Entries for bounding box labeling:
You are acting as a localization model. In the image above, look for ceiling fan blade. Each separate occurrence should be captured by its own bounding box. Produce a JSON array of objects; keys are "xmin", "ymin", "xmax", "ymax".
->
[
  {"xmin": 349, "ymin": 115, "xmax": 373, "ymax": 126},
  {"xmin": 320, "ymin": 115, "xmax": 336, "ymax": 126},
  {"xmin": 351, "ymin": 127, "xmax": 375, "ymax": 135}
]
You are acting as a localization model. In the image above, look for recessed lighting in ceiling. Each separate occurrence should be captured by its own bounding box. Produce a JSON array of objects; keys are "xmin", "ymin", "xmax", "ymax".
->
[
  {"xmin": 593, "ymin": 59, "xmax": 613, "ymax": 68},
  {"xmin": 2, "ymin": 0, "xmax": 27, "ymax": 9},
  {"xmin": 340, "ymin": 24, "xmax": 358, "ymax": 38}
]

DIRECTION
Starting at the line that has "look for recessed" and continuing through the end of the records, write those lines out again with "localization model" swapped for "detection model" and nothing else changed.

IN RESPONSE
You are acting as a detection model. In the image above, look for recessed lighting in ceiling. Each separate occurrence should be captured by its own bounding box. Produce a JSON array of objects; keys are "xmin", "ymin", "xmax", "ymax".
->
[
  {"xmin": 593, "ymin": 59, "xmax": 613, "ymax": 68},
  {"xmin": 2, "ymin": 0, "xmax": 27, "ymax": 9},
  {"xmin": 340, "ymin": 24, "xmax": 358, "ymax": 38}
]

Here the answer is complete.